Task instructions:
Each record below is to be copied word for word, with pictures removed.

Entries supplied:
# # # # # # #

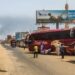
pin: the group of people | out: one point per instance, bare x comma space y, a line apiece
60, 50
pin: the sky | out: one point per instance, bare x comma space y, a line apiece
20, 15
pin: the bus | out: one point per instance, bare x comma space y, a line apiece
51, 37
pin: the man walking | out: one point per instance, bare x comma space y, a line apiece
62, 51
35, 51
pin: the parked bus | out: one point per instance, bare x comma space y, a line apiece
51, 37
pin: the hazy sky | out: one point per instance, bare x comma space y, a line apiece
20, 15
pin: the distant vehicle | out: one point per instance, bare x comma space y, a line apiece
13, 43
51, 37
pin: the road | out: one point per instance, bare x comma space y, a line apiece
23, 63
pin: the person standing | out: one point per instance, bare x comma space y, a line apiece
35, 51
58, 49
62, 51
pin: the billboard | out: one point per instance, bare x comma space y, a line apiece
21, 35
53, 16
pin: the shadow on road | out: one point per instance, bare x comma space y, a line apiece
71, 61
3, 70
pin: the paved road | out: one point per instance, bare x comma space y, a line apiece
24, 65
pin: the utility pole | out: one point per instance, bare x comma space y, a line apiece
66, 9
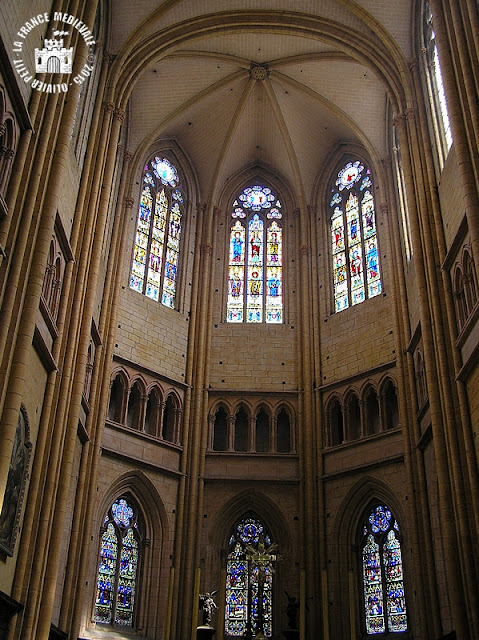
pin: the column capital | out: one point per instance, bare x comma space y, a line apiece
108, 107
119, 114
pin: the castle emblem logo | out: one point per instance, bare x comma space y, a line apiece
54, 58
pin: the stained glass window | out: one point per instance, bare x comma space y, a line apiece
354, 244
435, 86
117, 567
242, 581
383, 581
255, 268
154, 270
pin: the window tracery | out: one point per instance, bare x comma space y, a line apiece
242, 579
352, 415
257, 430
382, 573
354, 244
116, 584
154, 270
255, 271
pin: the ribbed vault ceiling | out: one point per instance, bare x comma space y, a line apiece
237, 98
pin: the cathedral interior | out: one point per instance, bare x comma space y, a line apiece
239, 319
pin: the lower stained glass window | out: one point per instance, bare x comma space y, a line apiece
243, 580
118, 564
383, 580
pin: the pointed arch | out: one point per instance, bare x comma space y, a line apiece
348, 528
136, 401
153, 410
335, 421
118, 396
256, 505
390, 405
371, 403
156, 251
152, 533
284, 429
353, 421
356, 273
255, 256
241, 428
262, 430
221, 428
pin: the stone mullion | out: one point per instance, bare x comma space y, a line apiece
273, 433
308, 426
409, 425
178, 416
251, 434
190, 543
431, 366
231, 433
191, 363
364, 429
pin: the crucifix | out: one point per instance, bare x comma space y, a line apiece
260, 557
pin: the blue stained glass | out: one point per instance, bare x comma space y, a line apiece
380, 519
354, 244
122, 512
158, 233
242, 580
117, 567
255, 277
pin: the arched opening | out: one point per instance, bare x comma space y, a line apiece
168, 426
391, 406
372, 412
262, 431
337, 424
119, 559
247, 578
354, 418
152, 413
283, 432
384, 602
134, 407
117, 395
241, 430
220, 430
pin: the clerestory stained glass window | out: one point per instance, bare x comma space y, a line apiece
154, 270
255, 271
118, 564
383, 580
356, 274
242, 581
435, 87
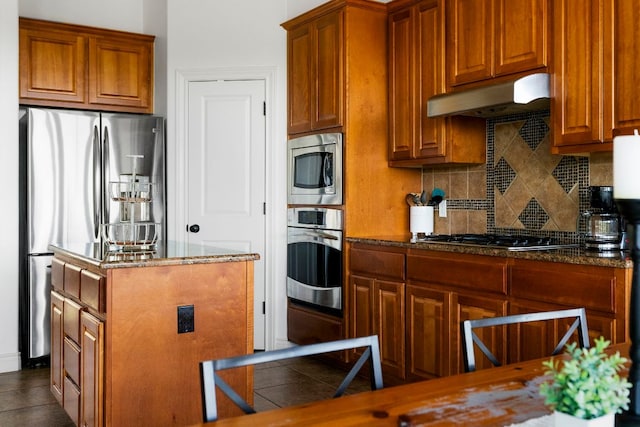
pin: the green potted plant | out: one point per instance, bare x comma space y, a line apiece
586, 389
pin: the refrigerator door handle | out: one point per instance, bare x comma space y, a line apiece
97, 184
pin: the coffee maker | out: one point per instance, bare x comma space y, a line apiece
604, 225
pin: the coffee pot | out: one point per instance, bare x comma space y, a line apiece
603, 222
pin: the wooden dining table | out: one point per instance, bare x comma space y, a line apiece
499, 396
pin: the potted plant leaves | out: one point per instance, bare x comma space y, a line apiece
586, 389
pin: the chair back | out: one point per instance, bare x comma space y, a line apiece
210, 378
470, 337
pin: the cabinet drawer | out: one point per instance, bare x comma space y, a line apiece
71, 400
92, 290
377, 263
476, 272
72, 360
571, 285
57, 274
72, 280
71, 318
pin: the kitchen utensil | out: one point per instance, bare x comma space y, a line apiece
437, 195
131, 236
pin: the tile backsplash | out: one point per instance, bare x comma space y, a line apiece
523, 188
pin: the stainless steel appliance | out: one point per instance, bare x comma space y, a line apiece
498, 241
603, 222
314, 173
314, 257
68, 160
528, 93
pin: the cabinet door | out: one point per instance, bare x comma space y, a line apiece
521, 40
403, 111
92, 371
495, 338
428, 333
625, 78
52, 66
432, 132
300, 78
470, 41
575, 104
328, 72
361, 297
388, 323
121, 73
57, 337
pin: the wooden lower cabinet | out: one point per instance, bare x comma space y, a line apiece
92, 370
378, 309
118, 357
428, 333
57, 336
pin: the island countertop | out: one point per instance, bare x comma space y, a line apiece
577, 255
166, 253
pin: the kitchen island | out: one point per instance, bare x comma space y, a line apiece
130, 328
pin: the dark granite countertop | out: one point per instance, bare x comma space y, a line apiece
576, 255
165, 253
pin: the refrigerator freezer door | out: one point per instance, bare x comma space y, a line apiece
60, 183
38, 342
134, 141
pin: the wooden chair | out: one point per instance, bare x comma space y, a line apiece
470, 337
210, 378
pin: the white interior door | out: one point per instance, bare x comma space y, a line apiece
226, 173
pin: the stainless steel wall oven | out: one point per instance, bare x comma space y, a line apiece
314, 257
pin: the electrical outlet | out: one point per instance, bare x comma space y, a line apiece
442, 209
186, 319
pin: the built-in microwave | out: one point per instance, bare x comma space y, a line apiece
314, 170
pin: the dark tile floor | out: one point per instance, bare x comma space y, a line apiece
25, 399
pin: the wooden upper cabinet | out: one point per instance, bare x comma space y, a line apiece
622, 73
81, 67
52, 65
315, 83
577, 86
495, 38
120, 73
416, 73
594, 63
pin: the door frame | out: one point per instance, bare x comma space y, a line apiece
179, 158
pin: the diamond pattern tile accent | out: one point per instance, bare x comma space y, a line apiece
503, 175
533, 216
566, 173
534, 131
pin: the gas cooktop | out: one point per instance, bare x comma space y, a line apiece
508, 242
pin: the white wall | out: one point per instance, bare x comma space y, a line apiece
9, 357
190, 34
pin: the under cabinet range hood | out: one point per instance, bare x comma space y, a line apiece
529, 93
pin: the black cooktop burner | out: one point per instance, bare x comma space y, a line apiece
512, 243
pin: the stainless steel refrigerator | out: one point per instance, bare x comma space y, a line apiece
68, 158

# # # # # # #

Result:
pin: the group of people | out: one point per instance, bare x comma space y, a line apiece
60, 50
pin: the sky | out: one point per instance, bare x comma space y, a line apiece
20, 15
pin: the bus | out: one point per instance, bare x comma space y, a line apiece
51, 37
pin: the man walking | out: one point per instance, bare x comma space y, a line apiece
62, 51
35, 51
pin: the parked bus | out: one point per instance, bare x comma space y, a line apiece
51, 37
pin: the hazy sky | out: one point per instance, bare x comma space y, a line apiece
20, 15
pin: the distant vehicle | out: one point per instance, bare x comma space y, a line apiece
13, 43
51, 37
pin: the road | out: one point per instance, bare x comma space y, a line apiece
23, 63
pin: the person standing | out: one point per instance, bare x comma space y, a line apiece
35, 51
58, 49
62, 51
pin: the billboard | out: one point per instance, bare x comma space y, a line apiece
21, 35
53, 16
pin: the shadow on road | out: one point per instance, bare x comma space y, a line apiece
71, 61
3, 70
pin: the paved road | out: one point per instance, bare x comma space y, a line apiece
24, 65
pin: the utility pole | out: one point per instance, bare x comma space y, a line apiece
66, 9
pin: the column capital | out: one point per instance, bare x comma space y, a line apiece
108, 107
119, 114
pin: the castle emblem logo | out: one point per instance, bare x comma space y, a line apiece
54, 58
pin: the stained glass window | out: one point per instance, bare x comma space y, a line apiece
354, 244
435, 86
117, 567
242, 581
383, 581
255, 268
154, 270
pin: the window tracery | out: one point per instance, bare x comma space y, a line apiece
242, 579
352, 415
257, 430
382, 573
354, 244
116, 584
154, 270
255, 271
pin: the ribbed vault ceiling | out: one point per instance, bare x comma space y, a line apiece
237, 98
pin: the cathedral interior | out: one point per instance, bare x comma space y, a line apiece
239, 319
pin: the lower stained glass window | out: one point per instance, bare x comma space y, a line apiece
243, 580
118, 564
383, 580
pin: the pointed arch | out: one point per instance, bare x comma space y, a line apiece
348, 528
136, 401
153, 410
335, 421
118, 396
256, 505
390, 405
371, 403
156, 251
152, 533
284, 429
353, 421
356, 273
255, 256
241, 428
262, 430
221, 428
pin: the stone mullion | out: one point per instance, bare x comma space y, a line apiece
273, 433
308, 426
409, 425
178, 416
251, 434
190, 543
431, 366
231, 433
191, 363
364, 429
pin: the crucifix | out: one point per instance, bare x comma space y, a line apiece
260, 557
pin: the blue stained glass | out: one point per instance, bare x comma space y, a line apiece
380, 519
354, 244
122, 512
158, 233
242, 580
117, 567
255, 277
pin: the arched opening | out: one point per instance, bare x comma space y, a line apiece
168, 426
391, 406
372, 412
262, 431
337, 424
119, 559
247, 578
354, 418
152, 413
283, 432
384, 602
134, 407
117, 395
241, 430
220, 430
pin: the clerestory stained glass window | out: one point per instance, bare x comma space y, a line apiece
154, 270
255, 271
118, 564
383, 580
356, 274
242, 581
435, 87
pin: the green potted plant | out: one point per instance, bare x comma space y, a line apiece
586, 389
pin: the refrigerator door handle | out: one point per instance, bare x comma space y, a line apiece
97, 184
pin: the coffee maker | out: one point per instance, bare x comma space y, a line apiece
604, 225
pin: the coffee pot | out: one point per instance, bare x comma space y, a line apiece
603, 222
pin: the wooden dining table | out: one point per instance, bare x comma space y, a line apiece
499, 396
pin: the potted plant leaves | out: one point per instance, bare x comma space y, a line apiece
586, 389
pin: the chair back | out: one point per instance, bare x comma space y, a line apiece
210, 378
470, 337
pin: the cabinet drawer | out: one point per instance, bare x comma space y, a line apiece
71, 400
92, 290
377, 263
476, 272
72, 360
571, 285
57, 274
72, 280
71, 318
pin: the kitchen utensil | out: one point per instance, bare x comma space y, a line apiece
437, 195
131, 236
pin: the tile backsplash | out: one point per instance, bare x comma space y, a line apiece
523, 188
pin: the stainless steel appliance | out: one point per instance, bare x comma space y, a line apiece
498, 241
603, 222
314, 173
314, 257
68, 160
528, 93
pin: the cabinet door | out: one point per instance, bare x comma space y, a line apiece
521, 40
403, 111
92, 371
495, 338
428, 333
625, 78
52, 66
432, 132
300, 78
470, 41
575, 104
328, 72
361, 297
388, 323
121, 73
57, 337
pin: the wooden lower cabinet | out: one point per instance, bare x comma space y, a line apiece
92, 370
378, 309
118, 357
428, 333
57, 336
pin: the island countertop | out: one point per instance, bare x comma space y, a line apiece
577, 255
166, 253
pin: the kitchen island | out: one point per instance, bare x comma space y, a line apiece
130, 328
pin: the dark granite countertop | out: one point per instance, bare x comma space y, a line apiece
576, 255
165, 253
pin: the refrigerator freezer door | out: one point per instance, bare x comma space y, a line apiece
60, 183
38, 342
134, 141
pin: the wooden chair | out: one point per instance, bare x comma space y, a line apiece
470, 337
210, 378
pin: the white interior door | out: one point per instance, bare x comma space y, a line apiece
226, 173
pin: the stainless steel wall oven | out: one point per instance, bare x comma space y, a line apiece
314, 257
pin: the electrical outlet | out: one point per instance, bare x comma space y, a line apiece
442, 209
186, 319
pin: the built-in microwave | out: one point per instance, bare x comma space y, a line apiece
314, 170
pin: the dark tile floor | out: one point per instance, bare x comma space y, a line apiece
25, 399
pin: the wooden upper cabinet | out: one point per instance, bare x comma space y, a line apiece
622, 73
81, 67
52, 65
315, 83
577, 86
495, 38
120, 73
416, 73
594, 63
pin: the door frame | out: one point per instance, bare x comma space y, a line apiece
179, 158
pin: the diamond pattern tile accent | out: one point per instance, bare x comma space y, a line apiece
503, 175
533, 216
566, 173
534, 131
pin: the gas cooktop | out: one point per instance, bare x comma space y, a line apiece
508, 242
pin: the white wall | out: one point per instance, bare x comma space y, a line apiece
9, 357
190, 34
pin: the under cabinet range hood | out: one point per instance, bare x comma space y, a line apiece
529, 93
pin: the black cooktop burner | out: one point per instance, bare x comma space y, a line apiece
512, 243
pin: the stainless steel refrigerator | out: one point per instance, bare x comma space y, a line apiece
68, 158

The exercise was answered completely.